REQUIRED TASKS:
1) Read the notes below on design gaps surfaced by slackdump and decide whether each statement agrees with them: (a) The -member-only flag is described as a security filter. (b) Gmail already treats attachments_metadata as a separate stream. (c) Punting to connector-options is the approach chosen by default today. Answer yes or no for each, quoting the deciding words from the notes.
2) Extend the notes below on design gaps surfaced by slackdump, picking up after their final sentence.

DOCUMENT SECTION:
Design gaps surfaced by slackdump
Status: open for consideration Raised: 2026-04-19 Context: wrapping slackdump as a PDPP Slack connector surfaced several features in slackdump's CLI that map awkwardly (or not at all) to the Collection Profile spec today. Each is a signal that the spec may need a concept we haven't named.
Gap 1: Entity-type taxonomy as a first-class scope dimension
Slackdump's -chan-types public,private,im,mpim lets the operator say "give me public channels and DMs but skip group DMs." This is not a resources filter (that's by ID) and not a streams filter (that's by record kind). It's a sub-type within a stream.
Analogous in other connectors:
- Gmail: label-class filter (INBOX vs SENT vs spam)
- Amazon: order class (physical vs digital vs subscribe-and-save)
- Reddit: submission vs comment
- USAA: account-type filter (checking vs credit vs savings)
PDPP could either:
- (a) Collapse each sub-type into its own stream. Slack becomes
messages_public_channels,messages_private_channels,messages_im,messages_mpim. Pro: no new concept. Con: cartesian blowup; some sub-types really are the same thing with one bit different. - (b) Add
scope.streams[].categoriesor similar. Pro: elegant. Con: new spec surface; per-connector definition of categories; consent card has to render them. - (c) Punt to connector-options. Pro: zero spec change; works today. Con: user can't inspect the choice via consent card; no enforcement at runtime.
Today we've chosen (c) by default (see connector-configuration-open-question.md). Slackdump argues (b) might be worth adding — it's a category the user genuinely cares about and should see before granting.
Gap 2: "Member-only" as a permission-proxy filter
Slackdump's -member-only flag excludes channels the user could access but isn't a member of. It's not a security filter (the API enforces that) — it's an ergonomic filter that narrows to "channels the user actively participates in."
There's no PDPP concept for this. "Relevance" or "participation" filters are user-meaningful (they narrow the consent surface) but invisible to the spec.
Worth naming? Either as a scope dimension (scope.streams[].only_participated = true) or as an options_schema convention. Probably the latter.
Gap 3: File-attachment handling as a first-class dimension
Slackdump's -files=false skips downloading file attachments even when messages reference them. This is a size-controlling knob, not a privacy knob — attachments can be large and the user may want metadata-only.
PDPP today would model this as either a separate stream (messages + attachments, grantable independently) or an option. Slackdump's CLI shows operators conflate "metadata vs. binary" more naturally than "two streams." Some precedent: Gmail already has attachments_metadata as a distinct stream.
Pattern worth naming in the spec: a convention that streams exist in a metadata/binary pair, and the user can grant one without the other. We've done it ad hoc; making it explicit would help consent cards render it consistently.

SUPPLIED MATERIAL:
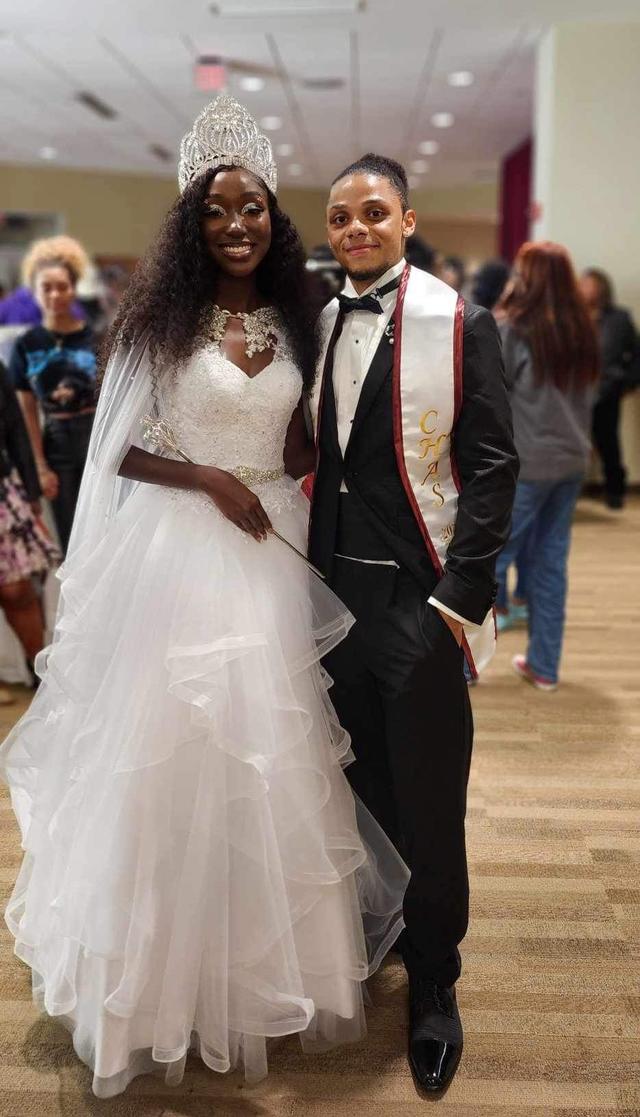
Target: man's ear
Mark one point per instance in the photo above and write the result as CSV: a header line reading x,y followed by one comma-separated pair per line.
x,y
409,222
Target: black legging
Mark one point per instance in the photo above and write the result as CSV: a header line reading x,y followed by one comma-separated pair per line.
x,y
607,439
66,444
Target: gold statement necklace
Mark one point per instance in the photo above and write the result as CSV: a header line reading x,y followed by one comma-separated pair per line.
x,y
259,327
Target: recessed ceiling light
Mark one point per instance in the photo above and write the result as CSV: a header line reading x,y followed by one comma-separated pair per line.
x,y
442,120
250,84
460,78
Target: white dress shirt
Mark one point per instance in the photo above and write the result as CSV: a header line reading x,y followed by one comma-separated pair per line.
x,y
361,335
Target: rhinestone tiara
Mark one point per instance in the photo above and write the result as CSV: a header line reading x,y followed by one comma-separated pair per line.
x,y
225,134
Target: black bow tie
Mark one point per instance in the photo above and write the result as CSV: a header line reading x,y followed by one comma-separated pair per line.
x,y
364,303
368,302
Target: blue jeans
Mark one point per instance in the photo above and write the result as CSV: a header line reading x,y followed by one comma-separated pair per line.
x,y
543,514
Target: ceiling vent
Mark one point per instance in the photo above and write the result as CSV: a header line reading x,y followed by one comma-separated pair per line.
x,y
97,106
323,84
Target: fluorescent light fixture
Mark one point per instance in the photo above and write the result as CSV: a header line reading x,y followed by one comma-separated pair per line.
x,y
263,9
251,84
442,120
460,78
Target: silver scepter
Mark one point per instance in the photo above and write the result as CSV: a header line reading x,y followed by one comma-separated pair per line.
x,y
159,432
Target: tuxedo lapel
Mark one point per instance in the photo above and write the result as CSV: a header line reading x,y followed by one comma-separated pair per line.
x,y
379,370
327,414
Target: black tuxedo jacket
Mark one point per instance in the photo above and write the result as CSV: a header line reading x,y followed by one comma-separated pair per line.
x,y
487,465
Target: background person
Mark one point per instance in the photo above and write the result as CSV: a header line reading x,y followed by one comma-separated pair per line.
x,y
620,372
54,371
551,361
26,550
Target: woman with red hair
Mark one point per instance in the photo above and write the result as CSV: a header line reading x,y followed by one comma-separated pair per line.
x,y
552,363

...

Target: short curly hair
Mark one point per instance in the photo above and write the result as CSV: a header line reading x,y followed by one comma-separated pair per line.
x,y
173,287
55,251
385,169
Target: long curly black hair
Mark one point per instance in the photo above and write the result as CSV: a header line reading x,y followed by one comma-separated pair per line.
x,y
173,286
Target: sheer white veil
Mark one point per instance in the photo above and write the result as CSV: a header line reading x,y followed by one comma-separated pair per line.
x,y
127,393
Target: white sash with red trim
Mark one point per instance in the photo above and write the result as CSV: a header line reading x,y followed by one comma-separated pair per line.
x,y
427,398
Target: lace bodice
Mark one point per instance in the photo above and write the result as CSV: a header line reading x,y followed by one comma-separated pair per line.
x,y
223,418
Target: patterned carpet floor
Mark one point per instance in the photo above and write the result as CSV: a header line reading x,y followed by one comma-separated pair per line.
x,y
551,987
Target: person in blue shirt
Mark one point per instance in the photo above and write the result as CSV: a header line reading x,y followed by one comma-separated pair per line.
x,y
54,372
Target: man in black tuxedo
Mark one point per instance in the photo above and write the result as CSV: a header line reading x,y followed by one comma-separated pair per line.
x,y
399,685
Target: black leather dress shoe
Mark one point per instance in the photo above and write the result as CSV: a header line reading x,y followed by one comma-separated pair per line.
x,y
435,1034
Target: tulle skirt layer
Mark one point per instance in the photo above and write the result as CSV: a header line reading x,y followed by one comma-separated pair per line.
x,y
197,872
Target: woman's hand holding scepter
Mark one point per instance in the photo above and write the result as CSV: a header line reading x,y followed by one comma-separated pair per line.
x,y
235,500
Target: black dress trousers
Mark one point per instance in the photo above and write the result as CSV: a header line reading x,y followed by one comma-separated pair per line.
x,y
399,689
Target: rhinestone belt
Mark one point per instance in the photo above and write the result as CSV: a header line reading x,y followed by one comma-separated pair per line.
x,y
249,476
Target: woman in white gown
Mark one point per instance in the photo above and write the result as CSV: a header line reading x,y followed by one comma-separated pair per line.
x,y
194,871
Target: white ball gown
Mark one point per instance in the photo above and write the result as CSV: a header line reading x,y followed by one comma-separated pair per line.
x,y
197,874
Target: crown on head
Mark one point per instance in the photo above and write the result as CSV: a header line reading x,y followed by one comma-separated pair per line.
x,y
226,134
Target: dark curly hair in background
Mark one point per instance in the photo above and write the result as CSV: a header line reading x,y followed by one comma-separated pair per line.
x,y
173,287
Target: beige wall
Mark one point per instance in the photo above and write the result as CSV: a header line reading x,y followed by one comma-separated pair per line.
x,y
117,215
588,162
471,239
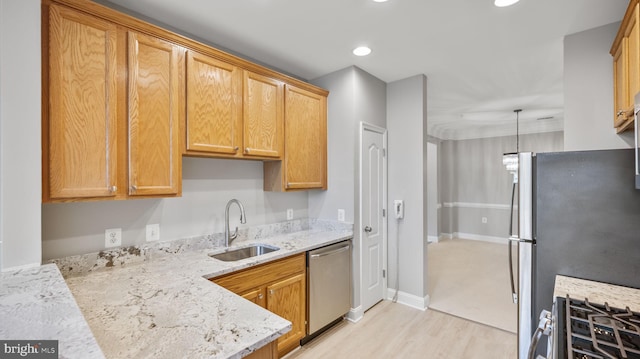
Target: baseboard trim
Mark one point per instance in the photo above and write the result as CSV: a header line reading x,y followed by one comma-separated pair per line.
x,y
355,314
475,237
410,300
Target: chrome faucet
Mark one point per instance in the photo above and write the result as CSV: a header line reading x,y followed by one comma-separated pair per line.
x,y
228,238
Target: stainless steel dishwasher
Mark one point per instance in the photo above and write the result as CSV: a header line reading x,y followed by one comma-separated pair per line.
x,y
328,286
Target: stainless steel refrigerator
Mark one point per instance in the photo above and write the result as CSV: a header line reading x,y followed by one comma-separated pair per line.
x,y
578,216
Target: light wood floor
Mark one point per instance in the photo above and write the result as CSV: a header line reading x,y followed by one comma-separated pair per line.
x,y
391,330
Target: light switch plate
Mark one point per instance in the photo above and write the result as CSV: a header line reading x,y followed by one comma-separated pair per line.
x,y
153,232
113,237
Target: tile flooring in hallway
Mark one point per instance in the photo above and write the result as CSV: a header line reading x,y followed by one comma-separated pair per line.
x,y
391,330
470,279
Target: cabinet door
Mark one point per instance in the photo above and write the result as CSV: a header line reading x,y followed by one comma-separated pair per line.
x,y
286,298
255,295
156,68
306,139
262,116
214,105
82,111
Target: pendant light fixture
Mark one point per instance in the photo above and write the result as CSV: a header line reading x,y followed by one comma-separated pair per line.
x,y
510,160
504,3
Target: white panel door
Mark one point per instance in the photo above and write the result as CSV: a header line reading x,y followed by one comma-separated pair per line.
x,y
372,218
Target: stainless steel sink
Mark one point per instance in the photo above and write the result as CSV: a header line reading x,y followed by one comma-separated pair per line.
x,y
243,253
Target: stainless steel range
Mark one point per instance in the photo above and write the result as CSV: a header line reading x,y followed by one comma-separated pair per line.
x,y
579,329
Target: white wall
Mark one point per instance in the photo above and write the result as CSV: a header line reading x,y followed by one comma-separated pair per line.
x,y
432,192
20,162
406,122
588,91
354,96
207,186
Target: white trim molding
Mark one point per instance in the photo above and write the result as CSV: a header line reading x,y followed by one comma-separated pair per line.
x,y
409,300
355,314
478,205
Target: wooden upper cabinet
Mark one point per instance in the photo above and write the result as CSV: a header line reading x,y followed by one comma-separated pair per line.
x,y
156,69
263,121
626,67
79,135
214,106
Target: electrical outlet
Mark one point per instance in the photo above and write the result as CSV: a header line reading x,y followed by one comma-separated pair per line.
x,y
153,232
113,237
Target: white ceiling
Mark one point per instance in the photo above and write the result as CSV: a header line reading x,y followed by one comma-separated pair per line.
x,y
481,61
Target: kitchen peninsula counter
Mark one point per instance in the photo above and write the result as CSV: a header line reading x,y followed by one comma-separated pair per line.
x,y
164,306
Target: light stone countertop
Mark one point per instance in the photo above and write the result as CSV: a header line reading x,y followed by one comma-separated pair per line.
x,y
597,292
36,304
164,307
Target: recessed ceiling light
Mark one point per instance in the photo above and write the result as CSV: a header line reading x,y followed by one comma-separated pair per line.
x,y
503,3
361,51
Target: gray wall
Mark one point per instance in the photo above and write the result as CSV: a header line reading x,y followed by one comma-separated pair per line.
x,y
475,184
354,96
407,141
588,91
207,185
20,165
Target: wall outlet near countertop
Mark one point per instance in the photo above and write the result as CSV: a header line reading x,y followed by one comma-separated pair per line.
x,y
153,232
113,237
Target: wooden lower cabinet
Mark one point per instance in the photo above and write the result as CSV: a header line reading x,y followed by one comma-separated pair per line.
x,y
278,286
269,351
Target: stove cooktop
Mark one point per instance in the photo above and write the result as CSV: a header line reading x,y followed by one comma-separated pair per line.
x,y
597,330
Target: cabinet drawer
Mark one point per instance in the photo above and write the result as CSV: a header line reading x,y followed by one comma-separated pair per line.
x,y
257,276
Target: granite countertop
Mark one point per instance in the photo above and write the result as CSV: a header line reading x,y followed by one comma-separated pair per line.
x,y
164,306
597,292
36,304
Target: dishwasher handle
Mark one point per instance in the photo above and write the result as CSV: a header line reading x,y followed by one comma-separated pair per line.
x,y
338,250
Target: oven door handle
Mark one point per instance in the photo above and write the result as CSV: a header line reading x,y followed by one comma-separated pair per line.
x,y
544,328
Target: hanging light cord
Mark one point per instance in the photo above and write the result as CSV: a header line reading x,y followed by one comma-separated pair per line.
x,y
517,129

* * *

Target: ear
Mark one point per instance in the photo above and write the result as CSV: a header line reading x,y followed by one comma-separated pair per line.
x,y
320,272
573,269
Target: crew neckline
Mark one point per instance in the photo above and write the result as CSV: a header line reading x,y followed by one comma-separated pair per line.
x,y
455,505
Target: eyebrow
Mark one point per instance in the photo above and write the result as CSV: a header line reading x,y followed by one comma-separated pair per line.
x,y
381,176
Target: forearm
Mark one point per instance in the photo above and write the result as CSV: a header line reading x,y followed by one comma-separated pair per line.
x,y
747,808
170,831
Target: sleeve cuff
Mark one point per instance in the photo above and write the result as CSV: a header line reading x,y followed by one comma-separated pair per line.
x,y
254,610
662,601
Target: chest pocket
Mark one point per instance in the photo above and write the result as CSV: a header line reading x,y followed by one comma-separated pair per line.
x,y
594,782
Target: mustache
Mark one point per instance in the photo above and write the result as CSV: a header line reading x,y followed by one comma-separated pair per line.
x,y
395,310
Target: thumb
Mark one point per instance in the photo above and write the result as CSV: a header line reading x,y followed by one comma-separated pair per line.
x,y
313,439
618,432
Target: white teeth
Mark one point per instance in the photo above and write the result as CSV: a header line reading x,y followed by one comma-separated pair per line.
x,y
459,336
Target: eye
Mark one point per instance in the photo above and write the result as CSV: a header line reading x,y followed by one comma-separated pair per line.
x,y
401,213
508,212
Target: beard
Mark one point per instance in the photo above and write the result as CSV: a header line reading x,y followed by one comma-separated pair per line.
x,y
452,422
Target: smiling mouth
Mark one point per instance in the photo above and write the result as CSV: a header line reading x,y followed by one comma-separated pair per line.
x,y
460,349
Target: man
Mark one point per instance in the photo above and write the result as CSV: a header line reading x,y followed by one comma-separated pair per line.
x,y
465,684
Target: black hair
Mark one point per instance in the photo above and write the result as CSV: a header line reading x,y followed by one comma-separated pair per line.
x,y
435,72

SOLVED TASKS:
1)
(a) No: "It's not a security filter (the API enforces that)"
(b) Yes: "Gmail already has attachments_metadata as a distinct stream."
(c) Yes: "Today we've chosen (c) by default"

2)
Gap 4: Incremental resume via opaque state blob
Slackdump's resume command takes an archive directory and picks up where it left off. The state is in the archive itself (a SQLite file), not in a cursor returned to the caller. Our connector today passes the archive path in state.archive_dir — the cursor is a filesystem pointer.
This is actually a clean design pattern: the connector's state is allowed to be a pointer to external storage, not just a monotonic cursor. The Collection Profile spec talks about cursor as if it's always an opaque JSON blob, but pointers-to-external-state are a legitimate variant worth naming.
Related: the Checkpoint json.RawMessage in Timelinize works the same way — opaque to the caller, meaningful only to the source.
Spec clarification worth making: state.<stream>.cursor can be any JSON-serializable value, including external-storage handles. The runtime MUST NOT inspect or normalize cursors.
Gap 5: Rate limiting as a configurable dimension
Slackdump has -limiter-boost, -limiter-burst, -download-limits flags. These are operational knobs the user may want to adjust (aggressive scrape before session expires vs. conservative to avoid tripping anti-bot).
Not spec-surface. But the consent card could reasonably ask "slow/medium/fast" and translate. Cross-cuts with options_schema.
Gap 6: Data export modes
Slackdump has three output formats: native chunk files, SQLite, and "Slack Export" (Mattermost-compatible). The PDPP runtime only consumes RECORDs — we don't care about the internal format. But slackdump-the-project treats export format as a first-class user choice.
Relevant to PDPP: the re-export question. Once PDPP has 233k records in its RS, can the user export them back into a slackdump-compatible archive, or a Mattermost export, or …? The spec is silent on disclosure artifacts beyond the grant-level view. Slackdump-style format-choice hints that disclosure exports might themselves need a format-negotiation dimension.
Gap 7: Workspace as a first-class scope
Slackdump is workspace-scoped. A PDPP grant for "Slack" without specifying which workspace is meaningless. Today we treat workspace as an option (SLACK_WORKSPACE), but it's really closer to "provider instance" — comparable to Plaid's per-bank routing.
The PDPP spec has provider_id for provider selection at the top level. Does it support "provider instance" for multi-account providers? A user with three Slack workspaces might want three distinct grants. Today our manifest is singular — slack.json connector_id doesn't vary per workspace.
Potential spec clarification: connector manifests may declare an instance-discriminator field that the grant must populate. Multi-workspace Slack is the motivating case; multi-account Gmail, multi-org GitHub, multi-brand Shopify are analogous.
Gap 8: Channel-scope operator controls (validated in practice 2026-04-19)
Observed during the first full vana-org ingest: the operator has no way, at grant time, to say "I want Slack data from these channels but not those" beyond whatever SLACK_CHANNEL_ALLOWLIST env var the connector happens to expose. This is a specific, recurring flavor of Gap 1 — and it's the one users hit first, because:
- Most Slack workspaces have a small set of channels a user actively cares about and a long tail they don't. Fetching all of them costs API time (rate-limit throttling) and storage.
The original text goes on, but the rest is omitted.